**Extracted entries:**
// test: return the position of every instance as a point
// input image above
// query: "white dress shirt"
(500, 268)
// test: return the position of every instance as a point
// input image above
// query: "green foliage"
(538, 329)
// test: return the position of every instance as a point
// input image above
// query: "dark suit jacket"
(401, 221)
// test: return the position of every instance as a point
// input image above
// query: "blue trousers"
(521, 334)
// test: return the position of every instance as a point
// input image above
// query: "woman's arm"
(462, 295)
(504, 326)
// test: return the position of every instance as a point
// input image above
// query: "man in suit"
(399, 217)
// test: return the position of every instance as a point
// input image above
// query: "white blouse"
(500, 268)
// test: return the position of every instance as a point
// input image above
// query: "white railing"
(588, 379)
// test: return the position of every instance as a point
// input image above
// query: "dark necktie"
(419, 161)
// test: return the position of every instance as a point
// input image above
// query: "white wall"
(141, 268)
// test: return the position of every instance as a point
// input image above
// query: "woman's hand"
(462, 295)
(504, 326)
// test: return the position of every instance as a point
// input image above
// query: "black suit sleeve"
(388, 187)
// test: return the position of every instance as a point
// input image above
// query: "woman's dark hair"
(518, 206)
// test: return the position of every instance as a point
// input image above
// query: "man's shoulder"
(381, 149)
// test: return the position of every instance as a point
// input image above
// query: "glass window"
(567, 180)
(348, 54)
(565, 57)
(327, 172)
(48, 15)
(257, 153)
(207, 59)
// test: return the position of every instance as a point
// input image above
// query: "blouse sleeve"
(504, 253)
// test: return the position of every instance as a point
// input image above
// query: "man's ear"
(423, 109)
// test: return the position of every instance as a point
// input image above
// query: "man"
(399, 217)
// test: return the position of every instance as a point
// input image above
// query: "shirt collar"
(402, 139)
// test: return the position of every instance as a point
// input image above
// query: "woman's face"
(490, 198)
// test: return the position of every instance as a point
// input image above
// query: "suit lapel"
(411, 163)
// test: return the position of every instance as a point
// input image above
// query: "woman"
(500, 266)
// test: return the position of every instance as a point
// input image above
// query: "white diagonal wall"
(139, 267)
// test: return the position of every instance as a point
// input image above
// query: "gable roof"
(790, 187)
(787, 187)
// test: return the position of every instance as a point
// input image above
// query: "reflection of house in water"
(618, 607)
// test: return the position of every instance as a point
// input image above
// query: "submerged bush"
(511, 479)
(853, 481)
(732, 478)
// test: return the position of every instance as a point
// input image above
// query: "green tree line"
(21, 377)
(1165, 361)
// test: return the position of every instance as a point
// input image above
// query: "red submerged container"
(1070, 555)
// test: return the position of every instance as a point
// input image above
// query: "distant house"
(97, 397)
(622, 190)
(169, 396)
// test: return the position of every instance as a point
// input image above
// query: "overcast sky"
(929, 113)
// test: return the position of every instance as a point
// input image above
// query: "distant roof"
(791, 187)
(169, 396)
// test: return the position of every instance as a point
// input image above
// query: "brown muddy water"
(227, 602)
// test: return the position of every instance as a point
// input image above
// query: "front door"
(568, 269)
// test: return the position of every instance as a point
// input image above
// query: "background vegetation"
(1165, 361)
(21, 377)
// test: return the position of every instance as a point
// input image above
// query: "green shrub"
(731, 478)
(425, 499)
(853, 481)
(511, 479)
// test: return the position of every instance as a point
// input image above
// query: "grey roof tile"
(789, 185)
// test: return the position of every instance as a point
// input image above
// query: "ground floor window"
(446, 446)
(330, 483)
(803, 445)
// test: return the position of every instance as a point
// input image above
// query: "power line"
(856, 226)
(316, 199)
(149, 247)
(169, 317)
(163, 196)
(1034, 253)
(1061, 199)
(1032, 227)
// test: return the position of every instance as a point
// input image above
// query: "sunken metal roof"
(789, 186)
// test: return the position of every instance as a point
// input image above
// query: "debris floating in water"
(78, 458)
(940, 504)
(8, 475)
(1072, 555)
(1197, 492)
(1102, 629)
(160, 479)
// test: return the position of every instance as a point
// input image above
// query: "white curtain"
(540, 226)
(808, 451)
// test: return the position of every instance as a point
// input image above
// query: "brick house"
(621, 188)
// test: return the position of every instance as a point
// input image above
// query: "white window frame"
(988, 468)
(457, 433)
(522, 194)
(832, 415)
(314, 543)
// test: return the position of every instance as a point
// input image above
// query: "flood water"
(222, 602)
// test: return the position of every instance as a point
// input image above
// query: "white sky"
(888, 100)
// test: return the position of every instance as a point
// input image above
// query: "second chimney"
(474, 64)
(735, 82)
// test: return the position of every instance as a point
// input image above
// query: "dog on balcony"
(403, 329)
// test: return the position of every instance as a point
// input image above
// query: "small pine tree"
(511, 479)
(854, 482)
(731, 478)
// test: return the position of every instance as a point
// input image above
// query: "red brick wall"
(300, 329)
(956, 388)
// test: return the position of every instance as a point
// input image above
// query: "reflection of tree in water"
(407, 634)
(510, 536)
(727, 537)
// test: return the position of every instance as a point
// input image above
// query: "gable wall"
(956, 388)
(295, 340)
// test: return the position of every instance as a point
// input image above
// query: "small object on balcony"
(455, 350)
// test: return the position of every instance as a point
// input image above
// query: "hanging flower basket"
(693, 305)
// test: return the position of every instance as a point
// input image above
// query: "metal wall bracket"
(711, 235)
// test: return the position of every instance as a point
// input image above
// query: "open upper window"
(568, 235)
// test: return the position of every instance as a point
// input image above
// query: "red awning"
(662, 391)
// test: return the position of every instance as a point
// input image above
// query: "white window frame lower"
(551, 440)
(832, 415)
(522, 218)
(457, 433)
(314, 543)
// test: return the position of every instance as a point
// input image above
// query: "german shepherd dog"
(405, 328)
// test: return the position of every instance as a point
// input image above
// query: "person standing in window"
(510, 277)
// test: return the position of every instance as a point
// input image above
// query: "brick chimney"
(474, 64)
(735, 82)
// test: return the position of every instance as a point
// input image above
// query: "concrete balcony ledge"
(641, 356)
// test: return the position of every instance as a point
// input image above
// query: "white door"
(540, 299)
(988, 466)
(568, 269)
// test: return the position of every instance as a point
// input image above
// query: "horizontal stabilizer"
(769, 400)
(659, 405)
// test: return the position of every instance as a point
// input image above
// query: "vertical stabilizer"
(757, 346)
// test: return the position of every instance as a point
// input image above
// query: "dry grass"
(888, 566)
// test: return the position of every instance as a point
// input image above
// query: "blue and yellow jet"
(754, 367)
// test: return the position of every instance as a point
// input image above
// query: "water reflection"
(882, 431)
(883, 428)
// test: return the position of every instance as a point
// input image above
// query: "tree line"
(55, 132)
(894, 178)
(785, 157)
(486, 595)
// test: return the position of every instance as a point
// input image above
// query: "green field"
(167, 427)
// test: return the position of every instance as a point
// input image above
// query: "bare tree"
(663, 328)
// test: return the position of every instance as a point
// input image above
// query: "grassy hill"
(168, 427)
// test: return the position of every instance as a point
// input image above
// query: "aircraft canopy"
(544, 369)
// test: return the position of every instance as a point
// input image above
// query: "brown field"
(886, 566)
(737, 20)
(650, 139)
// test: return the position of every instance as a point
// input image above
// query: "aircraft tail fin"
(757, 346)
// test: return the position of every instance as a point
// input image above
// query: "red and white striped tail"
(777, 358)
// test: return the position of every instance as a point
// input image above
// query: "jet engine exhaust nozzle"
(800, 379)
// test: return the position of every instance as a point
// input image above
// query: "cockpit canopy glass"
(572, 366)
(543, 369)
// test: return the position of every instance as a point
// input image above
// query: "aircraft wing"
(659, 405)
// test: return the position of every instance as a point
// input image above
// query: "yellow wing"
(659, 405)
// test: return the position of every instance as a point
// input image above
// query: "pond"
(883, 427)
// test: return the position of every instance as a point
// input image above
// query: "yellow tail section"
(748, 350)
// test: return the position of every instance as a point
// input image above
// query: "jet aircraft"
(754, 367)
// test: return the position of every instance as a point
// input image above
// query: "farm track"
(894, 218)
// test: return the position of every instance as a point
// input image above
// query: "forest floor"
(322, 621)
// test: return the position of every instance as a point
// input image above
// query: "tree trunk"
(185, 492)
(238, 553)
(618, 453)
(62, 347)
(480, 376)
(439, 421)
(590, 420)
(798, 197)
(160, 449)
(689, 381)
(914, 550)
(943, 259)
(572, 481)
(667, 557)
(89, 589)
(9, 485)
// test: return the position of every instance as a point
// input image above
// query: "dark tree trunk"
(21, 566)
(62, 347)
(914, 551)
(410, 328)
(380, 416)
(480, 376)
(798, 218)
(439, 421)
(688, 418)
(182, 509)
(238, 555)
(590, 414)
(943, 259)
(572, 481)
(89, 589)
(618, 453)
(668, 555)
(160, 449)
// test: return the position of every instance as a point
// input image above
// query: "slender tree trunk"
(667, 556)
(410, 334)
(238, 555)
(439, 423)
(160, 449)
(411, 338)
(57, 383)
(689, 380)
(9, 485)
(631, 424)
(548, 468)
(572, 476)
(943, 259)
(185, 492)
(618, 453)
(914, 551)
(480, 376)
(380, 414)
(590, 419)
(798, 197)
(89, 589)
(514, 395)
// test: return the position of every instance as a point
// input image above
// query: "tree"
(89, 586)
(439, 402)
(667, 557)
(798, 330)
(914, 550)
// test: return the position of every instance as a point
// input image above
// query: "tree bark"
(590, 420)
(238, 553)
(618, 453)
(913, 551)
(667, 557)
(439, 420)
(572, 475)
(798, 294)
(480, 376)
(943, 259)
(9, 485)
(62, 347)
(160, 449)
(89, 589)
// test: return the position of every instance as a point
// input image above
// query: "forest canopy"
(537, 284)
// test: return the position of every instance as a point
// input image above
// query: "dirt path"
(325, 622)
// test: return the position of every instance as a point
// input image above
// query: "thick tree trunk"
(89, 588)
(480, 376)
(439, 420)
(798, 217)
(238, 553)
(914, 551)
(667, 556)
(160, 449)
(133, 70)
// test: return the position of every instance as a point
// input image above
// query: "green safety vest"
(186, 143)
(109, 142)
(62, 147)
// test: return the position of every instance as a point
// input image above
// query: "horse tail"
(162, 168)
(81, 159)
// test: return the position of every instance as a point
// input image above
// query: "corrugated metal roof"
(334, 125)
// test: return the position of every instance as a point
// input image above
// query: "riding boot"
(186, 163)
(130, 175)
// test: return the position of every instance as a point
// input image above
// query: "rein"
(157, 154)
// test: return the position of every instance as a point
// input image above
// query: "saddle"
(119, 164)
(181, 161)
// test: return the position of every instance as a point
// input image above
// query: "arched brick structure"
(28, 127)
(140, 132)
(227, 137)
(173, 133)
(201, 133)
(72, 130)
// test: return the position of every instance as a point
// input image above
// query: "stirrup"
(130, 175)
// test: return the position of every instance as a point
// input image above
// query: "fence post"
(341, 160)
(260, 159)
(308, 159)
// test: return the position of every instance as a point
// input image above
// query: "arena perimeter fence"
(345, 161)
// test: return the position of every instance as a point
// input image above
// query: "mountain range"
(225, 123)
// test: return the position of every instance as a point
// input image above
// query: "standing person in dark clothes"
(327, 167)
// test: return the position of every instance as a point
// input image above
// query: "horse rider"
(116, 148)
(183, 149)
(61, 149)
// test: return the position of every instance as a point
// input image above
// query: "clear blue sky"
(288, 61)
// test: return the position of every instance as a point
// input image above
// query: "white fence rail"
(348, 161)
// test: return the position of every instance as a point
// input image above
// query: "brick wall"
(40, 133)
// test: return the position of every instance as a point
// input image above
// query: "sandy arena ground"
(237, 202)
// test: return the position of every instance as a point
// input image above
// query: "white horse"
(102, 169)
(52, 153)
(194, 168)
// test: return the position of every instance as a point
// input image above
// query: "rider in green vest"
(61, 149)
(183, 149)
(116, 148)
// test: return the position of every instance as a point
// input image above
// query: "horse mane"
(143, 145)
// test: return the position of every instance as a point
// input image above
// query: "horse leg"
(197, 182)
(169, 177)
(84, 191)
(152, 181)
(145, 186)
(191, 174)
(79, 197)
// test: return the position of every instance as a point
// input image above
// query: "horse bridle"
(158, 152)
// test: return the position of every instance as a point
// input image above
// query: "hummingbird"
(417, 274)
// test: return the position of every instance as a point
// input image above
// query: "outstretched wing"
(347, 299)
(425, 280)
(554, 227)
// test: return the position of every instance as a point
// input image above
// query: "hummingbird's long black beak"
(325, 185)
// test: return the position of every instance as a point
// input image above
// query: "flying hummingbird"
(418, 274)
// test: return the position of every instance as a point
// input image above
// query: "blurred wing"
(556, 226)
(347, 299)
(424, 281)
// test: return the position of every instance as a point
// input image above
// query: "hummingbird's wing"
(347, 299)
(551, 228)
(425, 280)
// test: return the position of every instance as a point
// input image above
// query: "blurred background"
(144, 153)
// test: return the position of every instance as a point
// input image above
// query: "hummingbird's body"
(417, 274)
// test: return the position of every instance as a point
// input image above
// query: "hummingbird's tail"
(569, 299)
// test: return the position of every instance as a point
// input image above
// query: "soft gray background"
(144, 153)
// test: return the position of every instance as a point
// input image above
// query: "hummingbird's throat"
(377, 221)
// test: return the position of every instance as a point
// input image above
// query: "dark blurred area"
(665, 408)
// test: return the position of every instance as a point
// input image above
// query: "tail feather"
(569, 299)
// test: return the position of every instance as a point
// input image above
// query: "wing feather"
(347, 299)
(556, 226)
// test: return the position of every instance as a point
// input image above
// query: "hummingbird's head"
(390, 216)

**Challenge:** Show every line of the records above that contains the word "green". Case counts.

**Final result:**
// query: "green foliage"
// query: "green tree line"
// query: "green shrub"
// query: "green field"
// query: "green safety vest"
// query: "rider in green vest"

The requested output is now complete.